◆ Exercise requirements
Return the records unchanged from their first line through the line that contains "column 47, row 238", including both of those lines.

---*---

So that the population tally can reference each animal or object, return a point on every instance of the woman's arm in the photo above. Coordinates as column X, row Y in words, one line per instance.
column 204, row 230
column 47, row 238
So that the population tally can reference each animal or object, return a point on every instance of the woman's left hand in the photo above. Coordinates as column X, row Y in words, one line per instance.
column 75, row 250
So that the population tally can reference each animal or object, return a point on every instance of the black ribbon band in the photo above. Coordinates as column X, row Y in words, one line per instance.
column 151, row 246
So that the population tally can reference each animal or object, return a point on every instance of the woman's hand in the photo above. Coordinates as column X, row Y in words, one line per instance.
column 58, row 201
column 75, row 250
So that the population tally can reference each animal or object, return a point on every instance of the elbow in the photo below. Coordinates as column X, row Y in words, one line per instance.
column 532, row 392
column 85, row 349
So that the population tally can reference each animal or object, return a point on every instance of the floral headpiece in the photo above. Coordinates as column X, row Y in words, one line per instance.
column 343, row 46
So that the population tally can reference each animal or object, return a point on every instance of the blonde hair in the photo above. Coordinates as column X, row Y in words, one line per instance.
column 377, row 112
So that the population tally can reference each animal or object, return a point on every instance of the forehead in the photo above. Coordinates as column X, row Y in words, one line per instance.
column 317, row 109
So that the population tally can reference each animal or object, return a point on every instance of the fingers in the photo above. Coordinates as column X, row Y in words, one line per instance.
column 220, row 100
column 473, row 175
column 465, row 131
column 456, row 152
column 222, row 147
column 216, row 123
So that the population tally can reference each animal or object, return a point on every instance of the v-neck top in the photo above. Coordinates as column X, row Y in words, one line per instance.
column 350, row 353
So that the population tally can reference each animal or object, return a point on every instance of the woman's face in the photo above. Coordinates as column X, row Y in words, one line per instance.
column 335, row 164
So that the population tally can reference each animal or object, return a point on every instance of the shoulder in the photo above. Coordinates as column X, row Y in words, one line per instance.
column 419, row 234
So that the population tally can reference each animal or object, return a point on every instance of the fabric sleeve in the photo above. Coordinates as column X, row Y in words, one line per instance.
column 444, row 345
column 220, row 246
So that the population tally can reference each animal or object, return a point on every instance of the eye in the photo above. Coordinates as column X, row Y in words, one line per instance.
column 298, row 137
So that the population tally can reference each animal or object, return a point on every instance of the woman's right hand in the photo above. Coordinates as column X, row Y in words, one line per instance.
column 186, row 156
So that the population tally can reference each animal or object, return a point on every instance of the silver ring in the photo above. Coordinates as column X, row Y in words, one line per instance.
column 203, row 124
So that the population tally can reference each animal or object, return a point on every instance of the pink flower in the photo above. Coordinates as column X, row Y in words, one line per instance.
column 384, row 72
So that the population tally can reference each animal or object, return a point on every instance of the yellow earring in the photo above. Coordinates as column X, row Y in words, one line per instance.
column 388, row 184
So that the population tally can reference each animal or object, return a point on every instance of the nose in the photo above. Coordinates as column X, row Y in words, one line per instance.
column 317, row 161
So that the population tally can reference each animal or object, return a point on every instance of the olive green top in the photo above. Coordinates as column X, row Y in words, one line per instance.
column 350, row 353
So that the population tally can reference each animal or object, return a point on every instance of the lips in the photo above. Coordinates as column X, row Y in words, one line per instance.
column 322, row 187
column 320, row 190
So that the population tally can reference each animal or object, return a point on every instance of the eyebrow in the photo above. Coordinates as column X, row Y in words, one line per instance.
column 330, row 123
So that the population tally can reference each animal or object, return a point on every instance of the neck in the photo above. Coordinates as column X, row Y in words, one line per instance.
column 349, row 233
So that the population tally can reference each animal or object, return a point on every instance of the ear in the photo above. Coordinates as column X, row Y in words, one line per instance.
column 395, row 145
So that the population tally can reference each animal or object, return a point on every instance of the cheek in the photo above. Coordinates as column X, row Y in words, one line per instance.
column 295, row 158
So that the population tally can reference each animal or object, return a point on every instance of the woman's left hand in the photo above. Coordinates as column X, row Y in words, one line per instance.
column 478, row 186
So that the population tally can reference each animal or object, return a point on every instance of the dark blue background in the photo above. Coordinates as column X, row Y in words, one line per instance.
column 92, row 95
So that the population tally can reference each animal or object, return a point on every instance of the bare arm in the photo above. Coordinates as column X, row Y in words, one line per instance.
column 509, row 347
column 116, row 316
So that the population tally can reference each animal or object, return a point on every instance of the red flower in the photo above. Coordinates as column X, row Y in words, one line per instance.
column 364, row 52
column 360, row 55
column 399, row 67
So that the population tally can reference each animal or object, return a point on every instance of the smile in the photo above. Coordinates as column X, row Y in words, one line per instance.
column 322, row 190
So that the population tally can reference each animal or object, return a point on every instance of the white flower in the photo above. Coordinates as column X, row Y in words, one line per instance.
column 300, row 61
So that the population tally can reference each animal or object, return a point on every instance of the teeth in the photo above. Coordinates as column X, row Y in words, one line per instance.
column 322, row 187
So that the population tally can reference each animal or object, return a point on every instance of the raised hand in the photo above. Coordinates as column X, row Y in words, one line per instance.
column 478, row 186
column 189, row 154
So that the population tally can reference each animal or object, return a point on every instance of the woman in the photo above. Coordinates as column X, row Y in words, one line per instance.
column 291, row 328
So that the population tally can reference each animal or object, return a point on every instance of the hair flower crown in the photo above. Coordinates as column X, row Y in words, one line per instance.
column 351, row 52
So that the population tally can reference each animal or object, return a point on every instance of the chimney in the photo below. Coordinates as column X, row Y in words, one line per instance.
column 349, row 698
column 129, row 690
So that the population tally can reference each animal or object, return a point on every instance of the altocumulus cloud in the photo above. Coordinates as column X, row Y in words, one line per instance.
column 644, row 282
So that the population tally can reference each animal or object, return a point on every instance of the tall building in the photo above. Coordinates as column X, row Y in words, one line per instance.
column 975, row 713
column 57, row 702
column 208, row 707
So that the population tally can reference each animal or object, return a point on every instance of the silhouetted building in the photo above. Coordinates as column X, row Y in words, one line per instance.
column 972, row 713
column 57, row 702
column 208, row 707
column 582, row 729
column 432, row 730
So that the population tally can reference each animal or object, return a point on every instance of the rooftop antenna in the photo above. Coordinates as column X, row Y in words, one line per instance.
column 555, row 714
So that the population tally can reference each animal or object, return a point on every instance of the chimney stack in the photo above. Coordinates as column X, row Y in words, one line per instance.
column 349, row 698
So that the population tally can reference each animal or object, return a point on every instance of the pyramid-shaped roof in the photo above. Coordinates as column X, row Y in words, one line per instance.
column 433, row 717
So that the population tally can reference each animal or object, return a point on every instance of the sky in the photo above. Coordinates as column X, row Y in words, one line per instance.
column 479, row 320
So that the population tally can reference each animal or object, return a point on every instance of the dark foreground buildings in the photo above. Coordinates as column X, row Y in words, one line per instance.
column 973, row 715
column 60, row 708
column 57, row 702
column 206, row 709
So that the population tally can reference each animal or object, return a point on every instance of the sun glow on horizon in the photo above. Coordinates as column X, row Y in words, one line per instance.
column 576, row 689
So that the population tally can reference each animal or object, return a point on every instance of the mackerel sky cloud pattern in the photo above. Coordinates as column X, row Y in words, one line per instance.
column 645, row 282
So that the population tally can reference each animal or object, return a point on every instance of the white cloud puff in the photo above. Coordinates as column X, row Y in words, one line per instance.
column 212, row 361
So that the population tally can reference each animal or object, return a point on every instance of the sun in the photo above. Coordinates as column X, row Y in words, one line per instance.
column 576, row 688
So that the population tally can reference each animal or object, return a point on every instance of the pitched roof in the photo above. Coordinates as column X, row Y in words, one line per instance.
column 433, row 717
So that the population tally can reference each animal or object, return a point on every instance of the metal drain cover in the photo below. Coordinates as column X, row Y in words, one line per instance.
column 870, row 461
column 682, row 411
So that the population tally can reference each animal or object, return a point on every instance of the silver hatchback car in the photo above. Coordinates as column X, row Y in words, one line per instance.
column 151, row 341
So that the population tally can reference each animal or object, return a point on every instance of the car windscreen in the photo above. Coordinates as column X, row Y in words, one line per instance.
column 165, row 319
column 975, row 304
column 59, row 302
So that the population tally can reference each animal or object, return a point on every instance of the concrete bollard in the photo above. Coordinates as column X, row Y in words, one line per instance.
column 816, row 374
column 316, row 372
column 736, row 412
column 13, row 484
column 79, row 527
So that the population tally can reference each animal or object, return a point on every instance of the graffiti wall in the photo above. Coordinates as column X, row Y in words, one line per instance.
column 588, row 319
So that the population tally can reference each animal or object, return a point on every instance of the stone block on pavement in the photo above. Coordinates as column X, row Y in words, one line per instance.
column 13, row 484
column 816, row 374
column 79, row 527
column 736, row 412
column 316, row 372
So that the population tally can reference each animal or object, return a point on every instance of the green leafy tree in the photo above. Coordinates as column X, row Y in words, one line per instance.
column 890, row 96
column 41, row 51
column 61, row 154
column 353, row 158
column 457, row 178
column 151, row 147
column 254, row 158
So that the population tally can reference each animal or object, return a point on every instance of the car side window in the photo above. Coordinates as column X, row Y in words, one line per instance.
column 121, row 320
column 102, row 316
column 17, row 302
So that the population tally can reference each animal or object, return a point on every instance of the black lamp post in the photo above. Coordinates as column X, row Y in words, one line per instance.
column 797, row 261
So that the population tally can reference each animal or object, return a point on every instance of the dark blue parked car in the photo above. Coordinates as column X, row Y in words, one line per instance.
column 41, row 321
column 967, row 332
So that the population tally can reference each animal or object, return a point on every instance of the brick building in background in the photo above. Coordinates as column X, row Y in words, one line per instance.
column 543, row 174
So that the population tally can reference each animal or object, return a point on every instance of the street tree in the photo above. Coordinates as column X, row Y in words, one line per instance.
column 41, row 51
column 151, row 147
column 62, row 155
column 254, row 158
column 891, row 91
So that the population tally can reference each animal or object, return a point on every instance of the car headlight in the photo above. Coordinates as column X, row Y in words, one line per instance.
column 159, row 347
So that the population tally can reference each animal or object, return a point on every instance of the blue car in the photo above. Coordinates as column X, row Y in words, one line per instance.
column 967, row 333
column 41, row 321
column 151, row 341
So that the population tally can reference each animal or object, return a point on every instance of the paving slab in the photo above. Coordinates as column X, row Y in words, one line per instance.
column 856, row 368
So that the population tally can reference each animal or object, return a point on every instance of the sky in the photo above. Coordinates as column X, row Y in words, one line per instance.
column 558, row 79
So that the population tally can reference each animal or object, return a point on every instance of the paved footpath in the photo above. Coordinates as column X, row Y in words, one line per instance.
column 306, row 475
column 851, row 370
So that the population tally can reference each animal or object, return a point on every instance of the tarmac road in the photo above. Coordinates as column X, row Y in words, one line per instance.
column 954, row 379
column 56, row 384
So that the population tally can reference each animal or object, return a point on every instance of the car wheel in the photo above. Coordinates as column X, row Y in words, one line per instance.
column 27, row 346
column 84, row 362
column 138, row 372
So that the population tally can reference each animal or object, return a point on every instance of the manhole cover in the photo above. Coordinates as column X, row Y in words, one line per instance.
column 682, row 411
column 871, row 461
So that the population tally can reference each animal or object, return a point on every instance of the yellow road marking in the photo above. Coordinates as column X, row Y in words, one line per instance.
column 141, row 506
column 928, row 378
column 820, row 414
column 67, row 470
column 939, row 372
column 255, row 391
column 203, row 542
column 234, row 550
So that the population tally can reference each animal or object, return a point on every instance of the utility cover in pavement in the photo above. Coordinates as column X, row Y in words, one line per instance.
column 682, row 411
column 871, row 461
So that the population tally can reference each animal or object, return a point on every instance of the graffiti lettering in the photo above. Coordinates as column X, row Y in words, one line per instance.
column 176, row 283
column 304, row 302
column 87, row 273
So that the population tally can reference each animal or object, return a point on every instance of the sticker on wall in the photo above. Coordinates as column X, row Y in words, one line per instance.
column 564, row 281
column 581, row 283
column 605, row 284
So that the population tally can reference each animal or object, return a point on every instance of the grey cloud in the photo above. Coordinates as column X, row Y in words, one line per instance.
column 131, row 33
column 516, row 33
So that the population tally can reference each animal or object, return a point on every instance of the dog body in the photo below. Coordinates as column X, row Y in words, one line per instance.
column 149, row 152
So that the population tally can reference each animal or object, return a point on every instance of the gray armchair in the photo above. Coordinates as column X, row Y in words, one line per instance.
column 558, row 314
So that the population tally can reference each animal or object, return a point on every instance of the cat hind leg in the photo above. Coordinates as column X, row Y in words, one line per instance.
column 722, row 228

---*---

◆ Solution for this task
So that the population tally can reference each animal or object, return a point on every instance of the woman's arm in the photo above. Coordinates as column X, row Y in words, one line per instance.
column 204, row 230
column 47, row 238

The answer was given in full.